**Stated problem**
In the entries below, start at the line containing "the smiling mouth" and end at the line containing "<point>760,199</point>". Render those lines as a Markdown table with the columns Row and Line, numbering each line in Row and omitting any blank lines.

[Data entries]
####

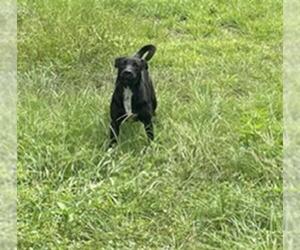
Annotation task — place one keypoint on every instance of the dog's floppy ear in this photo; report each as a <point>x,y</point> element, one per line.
<point>118,61</point>
<point>144,64</point>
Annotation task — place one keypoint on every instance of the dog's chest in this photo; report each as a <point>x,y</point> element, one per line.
<point>127,100</point>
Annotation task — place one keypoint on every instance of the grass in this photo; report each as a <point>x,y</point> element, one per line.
<point>212,178</point>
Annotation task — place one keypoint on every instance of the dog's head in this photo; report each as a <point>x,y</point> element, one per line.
<point>130,69</point>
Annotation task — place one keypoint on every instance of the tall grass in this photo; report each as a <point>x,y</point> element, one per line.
<point>212,177</point>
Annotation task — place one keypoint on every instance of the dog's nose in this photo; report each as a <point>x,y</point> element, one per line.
<point>127,74</point>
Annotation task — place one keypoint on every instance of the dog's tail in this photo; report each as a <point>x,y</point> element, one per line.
<point>149,49</point>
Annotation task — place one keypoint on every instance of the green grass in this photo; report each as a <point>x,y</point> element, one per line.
<point>212,178</point>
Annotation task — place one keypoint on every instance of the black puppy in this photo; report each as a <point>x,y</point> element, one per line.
<point>134,94</point>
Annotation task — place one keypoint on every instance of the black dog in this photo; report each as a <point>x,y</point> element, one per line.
<point>134,94</point>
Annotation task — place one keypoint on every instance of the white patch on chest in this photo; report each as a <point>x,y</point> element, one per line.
<point>127,97</point>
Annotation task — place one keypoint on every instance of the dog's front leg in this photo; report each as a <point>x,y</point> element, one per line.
<point>148,125</point>
<point>149,130</point>
<point>114,132</point>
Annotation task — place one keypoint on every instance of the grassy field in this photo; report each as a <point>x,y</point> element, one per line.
<point>212,178</point>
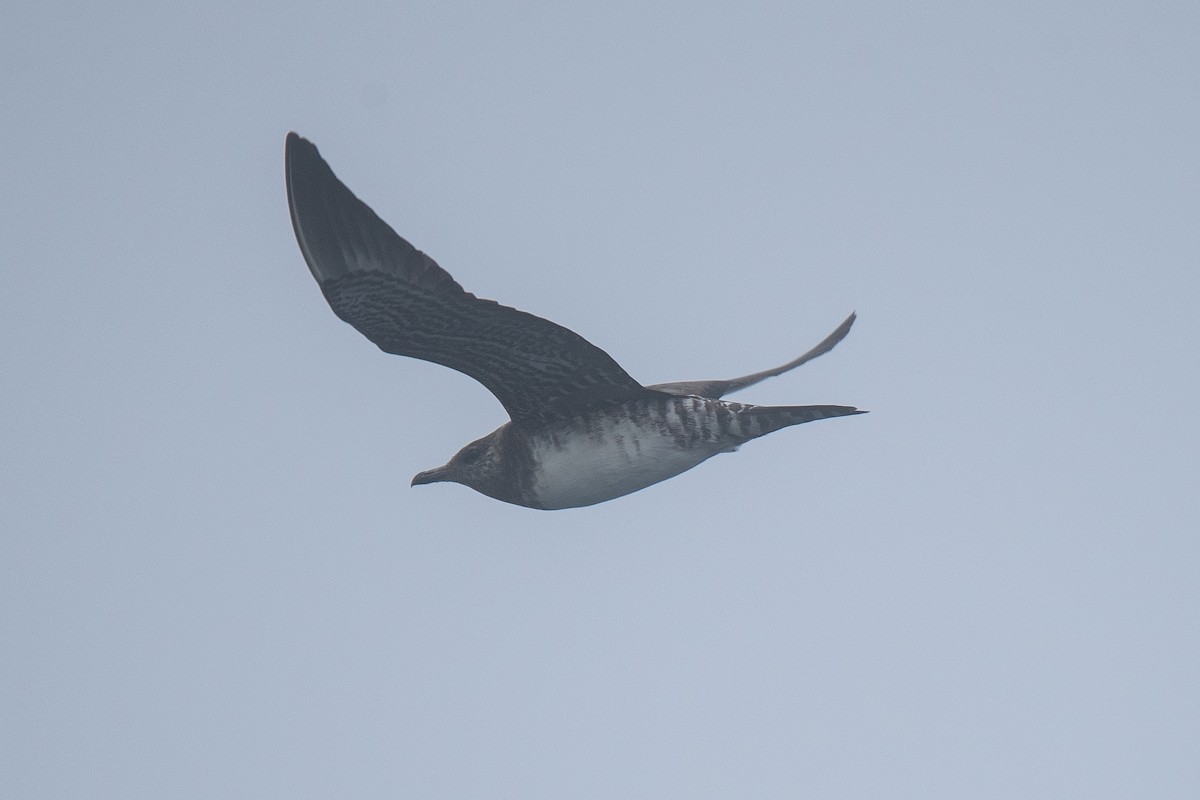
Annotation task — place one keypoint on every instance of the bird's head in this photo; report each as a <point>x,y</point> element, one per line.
<point>478,465</point>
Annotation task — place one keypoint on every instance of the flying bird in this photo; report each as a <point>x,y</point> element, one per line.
<point>581,429</point>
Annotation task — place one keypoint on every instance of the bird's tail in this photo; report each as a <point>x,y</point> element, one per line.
<point>761,420</point>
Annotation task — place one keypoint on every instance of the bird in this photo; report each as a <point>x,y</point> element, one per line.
<point>581,429</point>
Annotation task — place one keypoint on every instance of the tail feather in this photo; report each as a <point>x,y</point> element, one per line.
<point>761,420</point>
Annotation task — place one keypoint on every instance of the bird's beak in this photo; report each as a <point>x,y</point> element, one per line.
<point>432,476</point>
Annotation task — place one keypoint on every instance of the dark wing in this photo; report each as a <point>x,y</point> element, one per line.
<point>400,299</point>
<point>717,389</point>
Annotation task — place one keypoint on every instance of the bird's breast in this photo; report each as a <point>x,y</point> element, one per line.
<point>607,453</point>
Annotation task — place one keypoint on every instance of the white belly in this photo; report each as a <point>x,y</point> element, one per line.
<point>580,464</point>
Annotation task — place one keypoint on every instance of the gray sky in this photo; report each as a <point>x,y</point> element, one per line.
<point>216,583</point>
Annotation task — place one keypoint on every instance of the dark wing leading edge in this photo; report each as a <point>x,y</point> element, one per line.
<point>400,299</point>
<point>718,389</point>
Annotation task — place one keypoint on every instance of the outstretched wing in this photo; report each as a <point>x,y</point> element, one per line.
<point>718,389</point>
<point>400,299</point>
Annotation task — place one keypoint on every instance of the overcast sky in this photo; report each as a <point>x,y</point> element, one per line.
<point>215,581</point>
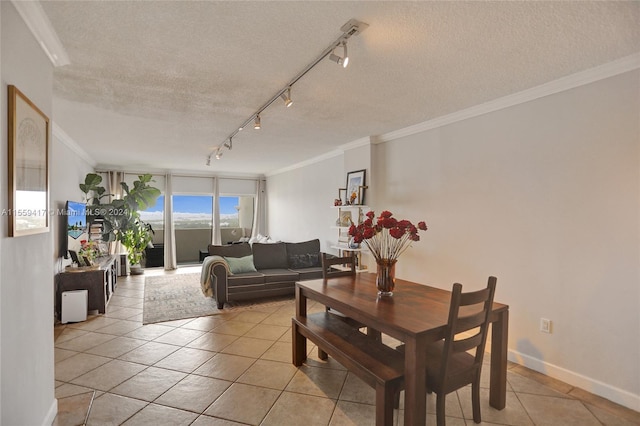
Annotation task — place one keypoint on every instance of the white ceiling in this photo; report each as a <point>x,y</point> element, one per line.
<point>157,85</point>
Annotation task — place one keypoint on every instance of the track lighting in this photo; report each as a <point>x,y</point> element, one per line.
<point>344,61</point>
<point>287,98</point>
<point>351,28</point>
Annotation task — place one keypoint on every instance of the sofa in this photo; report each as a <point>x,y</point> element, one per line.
<point>248,271</point>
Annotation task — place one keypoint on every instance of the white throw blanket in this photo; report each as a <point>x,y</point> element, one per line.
<point>205,276</point>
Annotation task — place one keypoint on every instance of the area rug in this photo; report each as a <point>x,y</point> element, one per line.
<point>178,296</point>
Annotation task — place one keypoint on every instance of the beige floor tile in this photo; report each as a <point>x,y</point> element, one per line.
<point>185,359</point>
<point>234,328</point>
<point>351,413</point>
<point>249,347</point>
<point>315,381</point>
<point>204,323</point>
<point>109,375</point>
<point>179,336</point>
<point>213,421</point>
<point>149,384</point>
<point>112,410</point>
<point>251,316</point>
<point>213,342</point>
<point>85,342</point>
<point>123,313</point>
<point>513,414</point>
<point>149,332</point>
<point>159,415</point>
<point>68,333</point>
<point>309,411</point>
<point>116,347</point>
<point>92,323</point>
<point>608,418</point>
<point>78,365</point>
<point>279,351</point>
<point>225,367</point>
<point>232,404</point>
<point>268,374</point>
<point>73,410</point>
<point>194,393</point>
<point>149,353</point>
<point>62,354</point>
<point>119,328</point>
<point>355,390</point>
<point>67,389</point>
<point>267,331</point>
<point>545,410</point>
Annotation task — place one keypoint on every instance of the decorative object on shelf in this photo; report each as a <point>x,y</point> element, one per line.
<point>28,166</point>
<point>387,238</point>
<point>352,243</point>
<point>355,187</point>
<point>121,217</point>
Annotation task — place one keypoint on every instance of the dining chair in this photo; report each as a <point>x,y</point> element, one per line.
<point>348,264</point>
<point>456,361</point>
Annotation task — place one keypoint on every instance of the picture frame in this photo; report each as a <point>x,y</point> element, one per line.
<point>345,218</point>
<point>28,166</point>
<point>355,187</point>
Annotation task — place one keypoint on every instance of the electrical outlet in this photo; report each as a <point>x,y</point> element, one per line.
<point>545,325</point>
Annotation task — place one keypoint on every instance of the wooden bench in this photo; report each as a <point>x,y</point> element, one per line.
<point>378,365</point>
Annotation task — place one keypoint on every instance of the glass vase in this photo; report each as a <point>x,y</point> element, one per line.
<point>386,277</point>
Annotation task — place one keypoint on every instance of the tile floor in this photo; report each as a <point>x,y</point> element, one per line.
<point>235,369</point>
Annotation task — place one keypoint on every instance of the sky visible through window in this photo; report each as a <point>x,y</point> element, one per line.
<point>193,211</point>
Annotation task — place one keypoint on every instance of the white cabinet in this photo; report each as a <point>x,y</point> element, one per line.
<point>345,216</point>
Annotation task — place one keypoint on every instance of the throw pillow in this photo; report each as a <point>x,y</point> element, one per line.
<point>307,260</point>
<point>240,265</point>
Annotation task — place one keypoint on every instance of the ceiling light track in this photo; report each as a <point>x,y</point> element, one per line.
<point>351,28</point>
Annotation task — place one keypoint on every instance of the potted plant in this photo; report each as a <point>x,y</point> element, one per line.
<point>121,217</point>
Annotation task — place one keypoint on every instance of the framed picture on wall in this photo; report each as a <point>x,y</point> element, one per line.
<point>355,187</point>
<point>28,166</point>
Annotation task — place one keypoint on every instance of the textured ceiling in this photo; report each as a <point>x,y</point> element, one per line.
<point>157,85</point>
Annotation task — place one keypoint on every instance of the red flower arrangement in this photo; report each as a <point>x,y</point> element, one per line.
<point>387,238</point>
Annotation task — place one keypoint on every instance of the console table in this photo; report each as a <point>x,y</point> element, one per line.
<point>99,280</point>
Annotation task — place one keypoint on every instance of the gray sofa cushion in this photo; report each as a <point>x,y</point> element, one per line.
<point>231,250</point>
<point>269,256</point>
<point>303,255</point>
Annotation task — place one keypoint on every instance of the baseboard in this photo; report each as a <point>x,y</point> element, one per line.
<point>596,387</point>
<point>51,414</point>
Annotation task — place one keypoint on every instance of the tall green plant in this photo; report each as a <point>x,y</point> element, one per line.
<point>121,218</point>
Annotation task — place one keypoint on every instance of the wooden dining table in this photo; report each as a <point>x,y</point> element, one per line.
<point>416,315</point>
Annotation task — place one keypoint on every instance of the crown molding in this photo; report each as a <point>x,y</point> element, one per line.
<point>63,137</point>
<point>37,21</point>
<point>334,153</point>
<point>610,69</point>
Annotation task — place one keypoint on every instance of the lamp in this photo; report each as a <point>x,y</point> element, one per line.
<point>287,98</point>
<point>351,28</point>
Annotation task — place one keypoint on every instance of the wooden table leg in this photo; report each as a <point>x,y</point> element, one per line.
<point>498,378</point>
<point>415,392</point>
<point>299,343</point>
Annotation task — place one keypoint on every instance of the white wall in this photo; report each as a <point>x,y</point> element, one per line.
<point>26,263</point>
<point>546,196</point>
<point>300,200</point>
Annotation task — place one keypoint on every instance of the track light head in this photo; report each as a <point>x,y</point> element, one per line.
<point>344,61</point>
<point>286,97</point>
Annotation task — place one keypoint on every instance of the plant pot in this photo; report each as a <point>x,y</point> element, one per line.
<point>136,269</point>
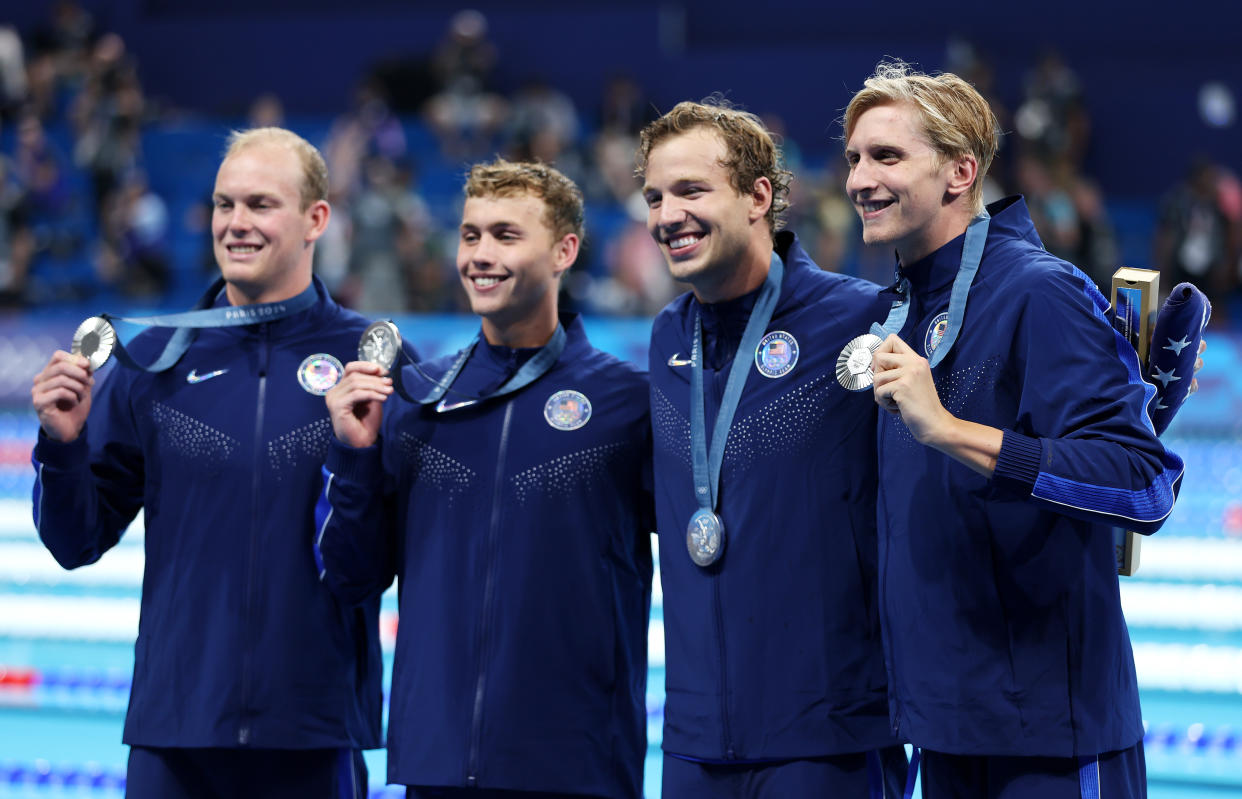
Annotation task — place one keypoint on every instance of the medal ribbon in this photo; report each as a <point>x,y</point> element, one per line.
<point>532,370</point>
<point>203,315</point>
<point>707,466</point>
<point>971,254</point>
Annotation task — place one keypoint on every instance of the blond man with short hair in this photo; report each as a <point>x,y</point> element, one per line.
<point>511,496</point>
<point>250,679</point>
<point>1015,438</point>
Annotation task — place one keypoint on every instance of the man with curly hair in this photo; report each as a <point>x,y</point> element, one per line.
<point>765,483</point>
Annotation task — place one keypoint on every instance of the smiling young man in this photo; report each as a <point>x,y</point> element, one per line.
<point>1017,438</point>
<point>250,679</point>
<point>765,483</point>
<point>512,500</point>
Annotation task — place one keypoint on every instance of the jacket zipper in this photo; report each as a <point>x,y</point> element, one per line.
<point>493,537</point>
<point>886,641</point>
<point>244,731</point>
<point>727,733</point>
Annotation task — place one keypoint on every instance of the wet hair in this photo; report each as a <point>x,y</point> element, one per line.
<point>956,119</point>
<point>562,198</point>
<point>750,149</point>
<point>314,170</point>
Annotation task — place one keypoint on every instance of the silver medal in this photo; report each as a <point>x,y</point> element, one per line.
<point>95,339</point>
<point>855,362</point>
<point>380,344</point>
<point>704,537</point>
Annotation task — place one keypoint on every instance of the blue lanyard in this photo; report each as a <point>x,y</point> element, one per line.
<point>188,323</point>
<point>971,254</point>
<point>532,370</point>
<point>707,485</point>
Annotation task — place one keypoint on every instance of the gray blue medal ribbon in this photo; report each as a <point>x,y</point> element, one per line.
<point>971,255</point>
<point>706,532</point>
<point>188,323</point>
<point>532,370</point>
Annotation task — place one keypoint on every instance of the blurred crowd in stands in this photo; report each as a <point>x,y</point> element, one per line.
<point>399,152</point>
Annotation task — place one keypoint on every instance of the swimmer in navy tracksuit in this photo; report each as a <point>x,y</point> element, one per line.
<point>1005,464</point>
<point>517,522</point>
<point>775,679</point>
<point>250,677</point>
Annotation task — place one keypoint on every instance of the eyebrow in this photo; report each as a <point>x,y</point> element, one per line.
<point>249,198</point>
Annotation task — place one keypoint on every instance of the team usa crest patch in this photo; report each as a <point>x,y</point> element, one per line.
<point>319,372</point>
<point>568,410</point>
<point>776,354</point>
<point>935,333</point>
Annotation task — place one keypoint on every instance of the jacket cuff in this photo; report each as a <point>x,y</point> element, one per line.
<point>62,456</point>
<point>1017,465</point>
<point>357,465</point>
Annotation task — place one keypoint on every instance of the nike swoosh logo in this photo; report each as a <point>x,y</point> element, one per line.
<point>445,405</point>
<point>194,377</point>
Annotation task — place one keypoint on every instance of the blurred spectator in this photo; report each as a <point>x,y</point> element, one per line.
<point>385,215</point>
<point>368,128</point>
<point>58,55</point>
<point>133,249</point>
<point>1052,209</point>
<point>1195,239</point>
<point>636,280</point>
<point>1097,252</point>
<point>463,113</point>
<point>266,111</point>
<point>625,108</point>
<point>50,199</point>
<point>16,241</point>
<point>108,117</point>
<point>13,72</point>
<point>1052,119</point>
<point>543,123</point>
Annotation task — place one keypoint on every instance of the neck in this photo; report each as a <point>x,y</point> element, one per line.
<point>747,276</point>
<point>950,224</point>
<point>241,295</point>
<point>534,331</point>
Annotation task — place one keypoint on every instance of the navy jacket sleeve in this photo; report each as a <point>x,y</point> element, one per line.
<point>88,490</point>
<point>355,527</point>
<point>1083,444</point>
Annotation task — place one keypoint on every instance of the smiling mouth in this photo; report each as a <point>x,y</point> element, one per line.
<point>682,242</point>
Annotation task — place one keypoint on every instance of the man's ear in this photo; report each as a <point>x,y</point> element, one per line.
<point>565,252</point>
<point>963,175</point>
<point>760,199</point>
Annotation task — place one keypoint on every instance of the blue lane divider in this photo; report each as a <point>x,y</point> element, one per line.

####

**Answer to the problem**
| Row | Line |
|---|---|
| 1 | Annotation task — place one keypoint on every instance of the smiling mouth in this photo; report each as a <point>x,y</point> element, one per line. |
| 2 | <point>682,242</point> |
| 3 | Annotation task — place one keypoint on every instance of the man's ear in this photo; report each as a <point>x,y</point> element, one per line. |
| 4 | <point>565,252</point> |
| 5 | <point>963,175</point> |
| 6 | <point>760,199</point> |